Start of SOURCE

This series is inspired by my recent efforts to learn about a classic MIR task from end to end in a comprehensive way. This post is part 1, which focuses on the overall context and background of music source separation, along with some signal processing fundamentals. The series is inspired by the Music Source Separation tutorial at ISMIR 2020.

Background

  • Definition of music source separation: isolating individual sounds in an auditory mixture of multiple sounds

  • It is an undetermined problem - more required outcomes (guitar, piano, vocal) than observations (the mixture, 2 channels for stereo and 1 for mono).

  • Challenges compared to other source separation:

    • Music sources are highly correlated -  all of the sources change at the same time.

    • Music mixing and processing are aphysical and non-linear due to signal processing techniques -> reverb, filtering, etc.

    • Quality bar is high for commercial use.

  • In music, it is assumed that sources and source types are known a priori.

Why Source Separation?

  • Enhance performance of the below tasks to do research on isolated sources than mixtures of those sources:

    • Automatic music transcription

    • Lyric and music alignment

    • Musical instrument detection

    • Lyric recognition

    • Automatic singer identification

    • vocal activity detection

    • fundamental frequency estimation

Relevant Fields

  • Speech separation (separate two speakers)

  • Speech enhancement (separate speech and noise)

    • Any advancements in the two above can be used in music source separation with slight modifications
  • Beamforming - using spatial orientation of an array of microphones to separate sources. Researched separately from source separation, which has at most 2 channels.

Audio Representations

  • We are dealing with real signals and real data, we have Nyquist frequency and can only detect for up to half of its sampling rate.

End of SOURCE
Start of SUPPLIED ENTRIES

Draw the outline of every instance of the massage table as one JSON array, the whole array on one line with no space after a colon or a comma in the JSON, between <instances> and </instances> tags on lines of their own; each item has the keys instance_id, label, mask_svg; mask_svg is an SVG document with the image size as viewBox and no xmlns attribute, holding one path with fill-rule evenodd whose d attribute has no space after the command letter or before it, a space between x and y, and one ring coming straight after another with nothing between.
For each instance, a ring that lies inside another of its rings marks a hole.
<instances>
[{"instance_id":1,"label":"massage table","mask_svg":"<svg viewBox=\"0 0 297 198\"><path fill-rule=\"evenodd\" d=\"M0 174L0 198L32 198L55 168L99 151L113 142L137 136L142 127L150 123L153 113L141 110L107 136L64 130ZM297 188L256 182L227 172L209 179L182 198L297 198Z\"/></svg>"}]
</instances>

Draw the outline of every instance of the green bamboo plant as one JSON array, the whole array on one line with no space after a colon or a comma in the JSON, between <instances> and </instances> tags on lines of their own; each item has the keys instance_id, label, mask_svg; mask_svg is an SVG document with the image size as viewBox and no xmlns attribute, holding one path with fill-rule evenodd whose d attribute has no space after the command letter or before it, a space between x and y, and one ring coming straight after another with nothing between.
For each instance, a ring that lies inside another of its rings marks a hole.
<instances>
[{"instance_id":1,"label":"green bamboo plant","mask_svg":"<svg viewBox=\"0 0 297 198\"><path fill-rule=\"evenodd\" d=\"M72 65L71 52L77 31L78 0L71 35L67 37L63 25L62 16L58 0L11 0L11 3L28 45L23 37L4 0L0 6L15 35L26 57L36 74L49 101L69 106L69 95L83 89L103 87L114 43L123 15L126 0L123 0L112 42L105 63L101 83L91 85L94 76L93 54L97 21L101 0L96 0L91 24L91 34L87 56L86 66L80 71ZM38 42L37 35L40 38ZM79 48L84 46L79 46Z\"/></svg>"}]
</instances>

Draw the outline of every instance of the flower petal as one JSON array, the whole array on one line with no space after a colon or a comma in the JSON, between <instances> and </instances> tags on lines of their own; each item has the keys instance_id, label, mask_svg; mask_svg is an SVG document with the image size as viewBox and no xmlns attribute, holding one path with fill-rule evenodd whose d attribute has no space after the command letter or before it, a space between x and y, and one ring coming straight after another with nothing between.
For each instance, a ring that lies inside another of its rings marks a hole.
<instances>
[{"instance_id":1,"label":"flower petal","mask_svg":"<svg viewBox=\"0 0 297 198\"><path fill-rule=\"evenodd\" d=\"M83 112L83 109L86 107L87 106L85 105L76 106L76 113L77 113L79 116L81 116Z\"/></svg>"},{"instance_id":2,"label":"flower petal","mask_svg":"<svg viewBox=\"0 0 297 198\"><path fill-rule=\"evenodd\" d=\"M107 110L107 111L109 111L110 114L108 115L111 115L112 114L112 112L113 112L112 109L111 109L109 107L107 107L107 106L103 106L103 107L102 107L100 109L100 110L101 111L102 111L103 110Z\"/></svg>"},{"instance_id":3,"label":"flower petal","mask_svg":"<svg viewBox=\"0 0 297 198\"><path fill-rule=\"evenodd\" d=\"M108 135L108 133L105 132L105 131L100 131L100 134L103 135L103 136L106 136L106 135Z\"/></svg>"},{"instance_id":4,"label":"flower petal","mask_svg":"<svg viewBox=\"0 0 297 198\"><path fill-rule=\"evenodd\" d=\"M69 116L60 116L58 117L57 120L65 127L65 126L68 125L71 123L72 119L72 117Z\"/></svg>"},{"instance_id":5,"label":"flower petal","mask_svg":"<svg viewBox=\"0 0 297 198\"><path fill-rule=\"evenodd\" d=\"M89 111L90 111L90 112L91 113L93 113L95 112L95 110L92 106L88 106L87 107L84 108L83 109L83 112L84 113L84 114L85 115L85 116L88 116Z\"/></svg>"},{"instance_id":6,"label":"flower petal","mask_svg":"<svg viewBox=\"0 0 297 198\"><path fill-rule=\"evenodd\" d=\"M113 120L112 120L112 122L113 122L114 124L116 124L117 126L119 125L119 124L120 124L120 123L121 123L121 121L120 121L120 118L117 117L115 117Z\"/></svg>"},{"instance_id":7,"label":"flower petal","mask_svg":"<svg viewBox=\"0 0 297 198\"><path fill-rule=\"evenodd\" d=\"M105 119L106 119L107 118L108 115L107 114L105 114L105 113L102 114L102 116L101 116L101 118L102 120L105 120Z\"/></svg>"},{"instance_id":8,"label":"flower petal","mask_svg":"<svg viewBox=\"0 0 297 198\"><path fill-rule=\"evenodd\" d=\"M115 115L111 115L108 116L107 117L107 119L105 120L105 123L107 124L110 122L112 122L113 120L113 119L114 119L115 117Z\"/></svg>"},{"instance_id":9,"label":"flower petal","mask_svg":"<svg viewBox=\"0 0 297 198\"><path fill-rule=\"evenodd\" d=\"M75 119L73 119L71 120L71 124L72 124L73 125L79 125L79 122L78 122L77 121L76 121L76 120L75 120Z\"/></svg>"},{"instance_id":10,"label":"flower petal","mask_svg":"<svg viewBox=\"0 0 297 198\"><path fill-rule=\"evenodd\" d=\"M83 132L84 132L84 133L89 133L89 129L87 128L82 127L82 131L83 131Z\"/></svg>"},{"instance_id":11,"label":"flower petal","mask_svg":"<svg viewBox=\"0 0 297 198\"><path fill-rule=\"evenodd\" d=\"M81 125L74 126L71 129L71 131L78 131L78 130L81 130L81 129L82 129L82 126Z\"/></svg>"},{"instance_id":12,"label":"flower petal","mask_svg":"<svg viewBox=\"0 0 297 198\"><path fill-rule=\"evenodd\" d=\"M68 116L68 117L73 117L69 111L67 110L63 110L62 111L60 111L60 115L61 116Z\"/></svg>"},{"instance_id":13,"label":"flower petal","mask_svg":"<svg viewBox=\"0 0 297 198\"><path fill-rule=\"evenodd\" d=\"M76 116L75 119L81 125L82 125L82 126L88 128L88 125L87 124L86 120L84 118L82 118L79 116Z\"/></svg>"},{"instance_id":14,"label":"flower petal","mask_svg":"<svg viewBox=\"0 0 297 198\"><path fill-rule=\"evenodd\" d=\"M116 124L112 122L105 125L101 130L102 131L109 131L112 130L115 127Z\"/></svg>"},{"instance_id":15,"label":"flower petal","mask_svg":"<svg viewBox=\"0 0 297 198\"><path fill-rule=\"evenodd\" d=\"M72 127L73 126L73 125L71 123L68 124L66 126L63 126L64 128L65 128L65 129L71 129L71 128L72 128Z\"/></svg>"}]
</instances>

End of SUPPLIED ENTRIES

**WHAT YOU HAVE TO DO**
Can you duplicate, word for word, the passage of the music source separation post above that opens with the words "Relevant Fields" and closes with "most 2 channels."?

**FULL SOLUTION**
Relevant Fields

  • Speech separation (separate two speakers)

  • Speech enhancement (separate speech and noise)

    • Any advancements in the two above can be used in music source separation with slight modifications
  • Beamforming - using spatial orientation of an array of microphones to separate sources. Researched separately from source separation, which has at most 2 channels.